> _OBJECTIVE 1_
List each line of the records that contains the word "shrub".

> _PAGE_
--- Begin ---

Event handler doesn't kick off


#1

I’ve created an event handler to start a specific service on a Windows box (using ‘net rpc’, which is awesome), and all the scripting works fine when done manually, and the (CRITICAL/HARD/5) state of the service appears that it should kick off the event handler, but it just doesn’t seem to do it. I’m hoping someone here will help me stop beating my head against the wall :!:

From commands.cfg:

define command{
        command_name    start-ndsserver
        # "6" is chosen here to be greater than the 5-before-notification level set for the service, to avoid pre-notification start attempts, and we don't want restarts on any soft failure
        command_line    $USER1$/event_handlers/run_win_process.sh $HOSTNAME$ "\"NDS Server0\"" start $SERVICESTATE$ $STATETYPE$ $SERVICEATTEMPT$ 6
        }

From the Nagios config:

define service{
 use generic-service
 contact_groups Windows-Admins
 host_name servername01
 service_description eDir Login
 servicegroups eDirectory-XYZTREE
 check_command check_nwauth!
 _webname eDir%20Login
 process_perf_data 0
 event_handler start-ndsserver
 flap_detection_enabled 0
}

The script, which definitely does work on the command line and is definitely located as specified above:

#!/bin/bash
# Script to start or stop services on a Wink2k3 server via the Remote Procedure Call service
#
# Altered form of the example "HTTPD" script from the Nagios docs
#
# $1 = serverName
# $2 = serviceName
# $3 = serviceAction
# $4 = $SERVICESTATE$
# $5 = $STATETYPE$
# $6 = $SERVICEATTEMPT$
# $7 = the number of "soft" (pre-notification) checks before sending a start command. If this is higher than the number of checks configured before sending notification, this won't
#      ever be done (meaning, that this auto-recovery won't hide an ongoing issue)

# What server?
serverName=$1

# What service?
serviceName=$2

# What action?
serviceAction=$3

function serviceAction {
        serverName=$1
        serviceName=$2
        serviceAction=$3
        expect -c "spawn -noecho /usr/bin/net rpc service $serviceAction $serviceName -U $userName -S $serverName" \
                -c 'expect Password:' \
                -c "send $userPass\n" \
                -c 'expect eof'
}

# Get authentication from secret file
userName=""
userPass=""
while read input
do
        if  -z "$userName" ]
        then
                export userName=`echo $input | awk -F "=" '/userName/ { print $2 }' | sed 's/"//g'`
        fi

        if  -z "$userPass" ]
        then
                export userPass=`echo $input | awk -F "=" '/userPass/ { print $2 }' | sed 's/"//g'`
        fi
done < /home/nagios/.secret

# What state is the service in?

--- End ---

> _OBJECTIVE 2_
Reproduce the stretch of the event handler thread from "#!/bin/bash" through "an ongoing issue)".

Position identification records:
--- Begin ---

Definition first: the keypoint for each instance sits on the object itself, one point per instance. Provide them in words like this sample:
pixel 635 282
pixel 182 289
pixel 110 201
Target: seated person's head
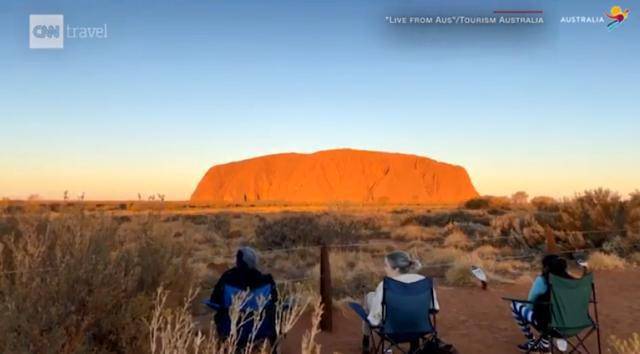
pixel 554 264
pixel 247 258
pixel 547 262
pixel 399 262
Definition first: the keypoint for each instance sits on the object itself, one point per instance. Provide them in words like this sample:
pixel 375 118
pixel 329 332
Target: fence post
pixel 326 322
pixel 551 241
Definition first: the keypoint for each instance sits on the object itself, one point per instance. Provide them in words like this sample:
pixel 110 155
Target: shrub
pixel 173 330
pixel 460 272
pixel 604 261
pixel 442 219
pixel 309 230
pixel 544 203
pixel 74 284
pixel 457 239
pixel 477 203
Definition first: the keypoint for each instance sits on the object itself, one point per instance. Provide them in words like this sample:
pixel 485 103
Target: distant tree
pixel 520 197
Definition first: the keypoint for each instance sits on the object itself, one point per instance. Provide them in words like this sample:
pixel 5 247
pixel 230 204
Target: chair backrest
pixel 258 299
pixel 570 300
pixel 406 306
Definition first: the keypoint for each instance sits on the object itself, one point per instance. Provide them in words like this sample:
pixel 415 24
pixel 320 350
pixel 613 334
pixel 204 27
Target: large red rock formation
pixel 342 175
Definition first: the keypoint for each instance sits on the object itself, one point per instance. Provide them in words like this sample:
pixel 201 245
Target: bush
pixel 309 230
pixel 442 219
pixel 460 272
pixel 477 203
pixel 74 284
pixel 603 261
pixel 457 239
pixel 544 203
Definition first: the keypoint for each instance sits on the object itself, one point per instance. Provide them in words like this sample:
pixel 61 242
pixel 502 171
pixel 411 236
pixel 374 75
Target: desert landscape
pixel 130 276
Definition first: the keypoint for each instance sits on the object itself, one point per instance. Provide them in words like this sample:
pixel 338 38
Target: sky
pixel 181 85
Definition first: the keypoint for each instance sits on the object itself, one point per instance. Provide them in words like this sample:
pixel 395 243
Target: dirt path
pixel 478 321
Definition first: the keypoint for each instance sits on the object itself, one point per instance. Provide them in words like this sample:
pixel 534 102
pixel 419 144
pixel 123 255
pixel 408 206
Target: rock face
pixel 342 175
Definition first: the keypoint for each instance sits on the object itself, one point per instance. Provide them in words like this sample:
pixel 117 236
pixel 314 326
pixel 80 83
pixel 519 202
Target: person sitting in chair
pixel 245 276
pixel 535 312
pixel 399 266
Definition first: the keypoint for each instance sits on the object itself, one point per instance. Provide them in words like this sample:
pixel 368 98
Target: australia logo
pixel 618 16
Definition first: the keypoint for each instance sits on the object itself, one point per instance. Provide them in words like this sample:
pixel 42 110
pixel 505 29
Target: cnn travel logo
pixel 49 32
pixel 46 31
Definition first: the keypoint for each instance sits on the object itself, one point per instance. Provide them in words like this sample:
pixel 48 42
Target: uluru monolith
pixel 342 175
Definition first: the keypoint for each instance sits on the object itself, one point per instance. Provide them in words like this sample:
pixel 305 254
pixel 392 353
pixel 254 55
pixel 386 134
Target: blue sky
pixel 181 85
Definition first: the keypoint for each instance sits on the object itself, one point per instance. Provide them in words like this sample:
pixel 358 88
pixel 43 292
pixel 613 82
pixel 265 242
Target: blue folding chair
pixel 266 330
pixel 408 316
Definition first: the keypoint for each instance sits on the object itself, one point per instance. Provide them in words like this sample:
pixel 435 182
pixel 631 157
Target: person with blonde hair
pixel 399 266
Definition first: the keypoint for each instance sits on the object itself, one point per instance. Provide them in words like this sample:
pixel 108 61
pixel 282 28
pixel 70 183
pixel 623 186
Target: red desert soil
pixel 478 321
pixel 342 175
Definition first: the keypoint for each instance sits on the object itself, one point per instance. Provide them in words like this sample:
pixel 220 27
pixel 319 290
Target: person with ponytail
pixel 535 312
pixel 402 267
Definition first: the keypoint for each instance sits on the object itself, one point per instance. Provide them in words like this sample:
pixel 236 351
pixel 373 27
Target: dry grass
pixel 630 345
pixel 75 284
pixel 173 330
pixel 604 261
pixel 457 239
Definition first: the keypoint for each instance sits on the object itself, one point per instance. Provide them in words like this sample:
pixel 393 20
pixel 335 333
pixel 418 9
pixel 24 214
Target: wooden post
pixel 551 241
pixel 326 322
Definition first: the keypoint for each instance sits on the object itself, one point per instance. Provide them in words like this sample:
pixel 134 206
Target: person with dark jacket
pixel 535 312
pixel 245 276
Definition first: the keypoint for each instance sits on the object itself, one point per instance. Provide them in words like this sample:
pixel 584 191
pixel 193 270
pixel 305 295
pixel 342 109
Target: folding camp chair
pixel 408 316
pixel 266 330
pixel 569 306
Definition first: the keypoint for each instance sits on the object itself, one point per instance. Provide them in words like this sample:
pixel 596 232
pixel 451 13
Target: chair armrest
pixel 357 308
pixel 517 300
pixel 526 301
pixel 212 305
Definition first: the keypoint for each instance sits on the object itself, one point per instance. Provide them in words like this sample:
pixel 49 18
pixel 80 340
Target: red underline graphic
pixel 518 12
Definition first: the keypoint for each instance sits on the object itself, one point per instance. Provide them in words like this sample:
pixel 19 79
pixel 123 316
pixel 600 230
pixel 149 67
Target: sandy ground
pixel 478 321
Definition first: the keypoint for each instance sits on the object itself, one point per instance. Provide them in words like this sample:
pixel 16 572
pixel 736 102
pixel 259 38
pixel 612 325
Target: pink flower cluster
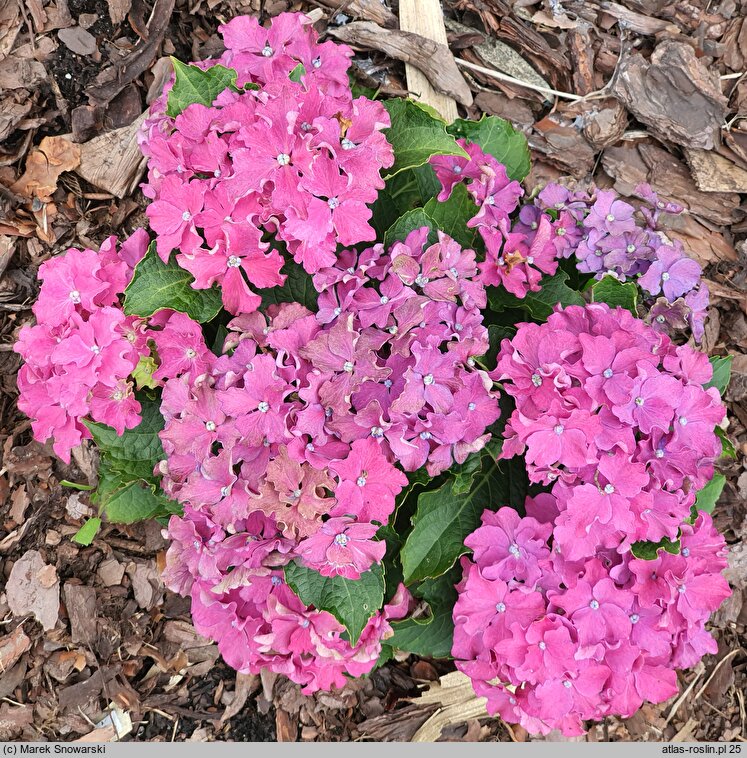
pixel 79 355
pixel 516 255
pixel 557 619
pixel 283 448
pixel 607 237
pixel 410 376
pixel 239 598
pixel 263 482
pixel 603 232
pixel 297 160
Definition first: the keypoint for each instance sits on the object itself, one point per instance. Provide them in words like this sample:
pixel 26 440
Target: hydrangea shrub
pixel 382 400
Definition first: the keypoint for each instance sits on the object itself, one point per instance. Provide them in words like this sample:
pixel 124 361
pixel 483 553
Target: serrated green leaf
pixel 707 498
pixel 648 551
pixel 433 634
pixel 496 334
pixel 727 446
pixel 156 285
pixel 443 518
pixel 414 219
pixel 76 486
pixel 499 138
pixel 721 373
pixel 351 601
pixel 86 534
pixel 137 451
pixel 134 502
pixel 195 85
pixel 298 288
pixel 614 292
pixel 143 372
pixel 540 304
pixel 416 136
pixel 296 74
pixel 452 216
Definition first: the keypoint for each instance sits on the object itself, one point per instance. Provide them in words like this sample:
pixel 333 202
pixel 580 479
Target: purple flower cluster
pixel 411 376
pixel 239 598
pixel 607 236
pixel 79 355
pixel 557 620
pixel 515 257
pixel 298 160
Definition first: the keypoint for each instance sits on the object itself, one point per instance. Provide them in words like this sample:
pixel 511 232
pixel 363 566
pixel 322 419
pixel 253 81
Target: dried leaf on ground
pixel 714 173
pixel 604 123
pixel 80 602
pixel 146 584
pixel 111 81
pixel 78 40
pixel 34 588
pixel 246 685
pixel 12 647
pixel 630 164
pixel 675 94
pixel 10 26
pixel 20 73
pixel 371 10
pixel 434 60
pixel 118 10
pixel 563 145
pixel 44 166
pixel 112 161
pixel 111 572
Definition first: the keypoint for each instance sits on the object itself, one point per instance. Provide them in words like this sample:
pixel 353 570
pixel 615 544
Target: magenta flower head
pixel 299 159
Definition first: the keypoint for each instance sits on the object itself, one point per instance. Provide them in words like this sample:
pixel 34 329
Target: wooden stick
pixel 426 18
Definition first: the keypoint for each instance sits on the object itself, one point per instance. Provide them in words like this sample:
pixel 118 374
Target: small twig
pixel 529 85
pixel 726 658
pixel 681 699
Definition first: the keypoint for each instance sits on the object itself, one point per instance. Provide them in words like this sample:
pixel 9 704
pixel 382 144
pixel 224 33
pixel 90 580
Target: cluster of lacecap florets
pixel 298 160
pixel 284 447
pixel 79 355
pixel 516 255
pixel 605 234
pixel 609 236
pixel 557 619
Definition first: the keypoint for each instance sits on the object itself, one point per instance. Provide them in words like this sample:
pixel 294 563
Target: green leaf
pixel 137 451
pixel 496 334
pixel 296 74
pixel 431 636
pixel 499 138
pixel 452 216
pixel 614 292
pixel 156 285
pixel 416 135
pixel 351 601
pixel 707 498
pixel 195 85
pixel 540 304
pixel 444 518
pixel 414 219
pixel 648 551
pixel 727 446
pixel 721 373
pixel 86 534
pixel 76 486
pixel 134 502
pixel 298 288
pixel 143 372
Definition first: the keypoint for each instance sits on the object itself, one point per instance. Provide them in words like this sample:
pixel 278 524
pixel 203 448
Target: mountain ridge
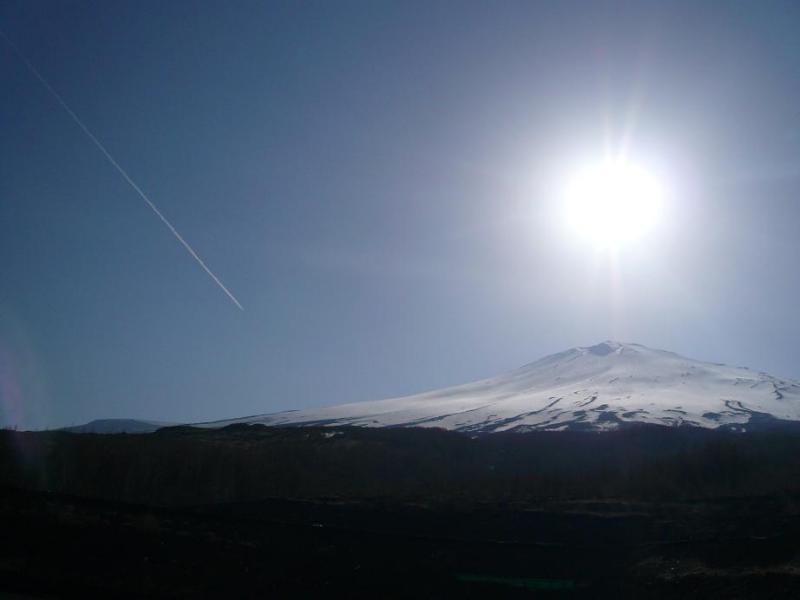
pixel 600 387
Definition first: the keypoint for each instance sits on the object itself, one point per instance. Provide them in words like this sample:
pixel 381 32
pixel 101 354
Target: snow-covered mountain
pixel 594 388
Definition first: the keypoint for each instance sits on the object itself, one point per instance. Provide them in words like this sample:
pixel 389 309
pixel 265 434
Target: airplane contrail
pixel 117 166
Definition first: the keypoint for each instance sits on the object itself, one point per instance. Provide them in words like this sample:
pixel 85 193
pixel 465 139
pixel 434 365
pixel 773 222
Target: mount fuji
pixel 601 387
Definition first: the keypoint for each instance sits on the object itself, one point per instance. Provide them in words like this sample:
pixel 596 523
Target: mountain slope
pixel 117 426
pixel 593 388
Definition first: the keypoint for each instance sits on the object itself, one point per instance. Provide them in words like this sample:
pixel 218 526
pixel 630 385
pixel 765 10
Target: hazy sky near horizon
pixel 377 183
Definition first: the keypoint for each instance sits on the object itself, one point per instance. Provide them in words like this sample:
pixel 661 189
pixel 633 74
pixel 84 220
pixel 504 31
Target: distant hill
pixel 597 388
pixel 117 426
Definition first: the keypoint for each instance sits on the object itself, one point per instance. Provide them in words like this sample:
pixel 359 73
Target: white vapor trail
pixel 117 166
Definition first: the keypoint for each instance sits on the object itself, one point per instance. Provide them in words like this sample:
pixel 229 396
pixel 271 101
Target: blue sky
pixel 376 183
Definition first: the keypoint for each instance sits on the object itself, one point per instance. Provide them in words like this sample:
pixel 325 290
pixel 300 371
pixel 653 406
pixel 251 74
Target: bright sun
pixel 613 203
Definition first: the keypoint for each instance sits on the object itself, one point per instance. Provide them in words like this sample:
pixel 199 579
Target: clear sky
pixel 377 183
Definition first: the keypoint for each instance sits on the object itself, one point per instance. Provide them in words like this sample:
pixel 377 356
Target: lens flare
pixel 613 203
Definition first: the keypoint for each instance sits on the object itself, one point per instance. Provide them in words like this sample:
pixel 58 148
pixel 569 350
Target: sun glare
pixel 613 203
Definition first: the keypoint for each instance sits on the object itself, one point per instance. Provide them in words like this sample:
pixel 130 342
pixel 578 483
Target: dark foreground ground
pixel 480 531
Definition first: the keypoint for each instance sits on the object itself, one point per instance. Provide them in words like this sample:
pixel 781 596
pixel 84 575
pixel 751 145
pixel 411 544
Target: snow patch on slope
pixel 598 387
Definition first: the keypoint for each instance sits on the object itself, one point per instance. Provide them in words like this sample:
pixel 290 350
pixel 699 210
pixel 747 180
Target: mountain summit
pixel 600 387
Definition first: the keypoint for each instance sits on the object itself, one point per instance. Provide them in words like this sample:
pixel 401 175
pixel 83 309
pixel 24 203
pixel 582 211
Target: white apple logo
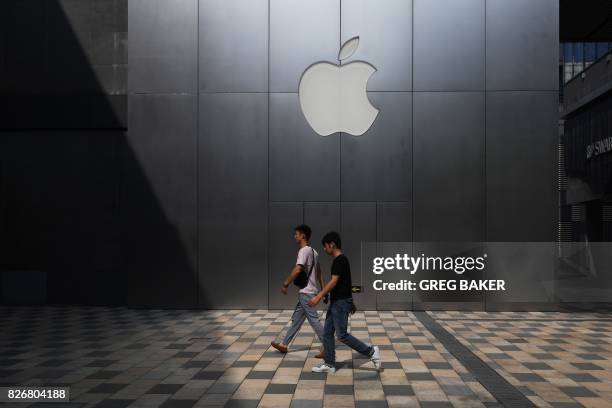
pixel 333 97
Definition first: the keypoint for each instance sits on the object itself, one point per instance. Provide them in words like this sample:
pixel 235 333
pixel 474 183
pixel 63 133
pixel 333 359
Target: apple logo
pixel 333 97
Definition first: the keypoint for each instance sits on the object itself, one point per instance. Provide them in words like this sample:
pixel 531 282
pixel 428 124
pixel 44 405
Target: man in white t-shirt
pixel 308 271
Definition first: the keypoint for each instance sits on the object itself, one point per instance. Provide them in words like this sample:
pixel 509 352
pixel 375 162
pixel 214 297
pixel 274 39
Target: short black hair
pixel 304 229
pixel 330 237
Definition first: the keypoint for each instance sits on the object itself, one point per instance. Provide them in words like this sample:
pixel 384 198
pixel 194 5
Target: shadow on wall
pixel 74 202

--- End ---

> _WORKED SOLUTION 1_
Target: shrub
Target: hydrangea shrub

> _WORKED SOLUTION 2_
#!/bin/bash
# Script to start or stop services on a Wink2k3 server via the Remote Procedure Call service
#
# Altered form of the example "HTTPD" script from the Nagios docs
#
# $1 = serverName
# $2 = serviceName
# $3 = serviceAction
# $4 = $SERVICESTATE$
# $5 = $STATETYPE$
# $6 = $SERVICEATTEMPT$
# $7 = the number of "soft" (pre-notification) checks before sending a start command. If this is higher than the number of checks configured before sending notification, this won't
#      ever be done (meaning, that this auto-recovery won't hide an ongoing issue)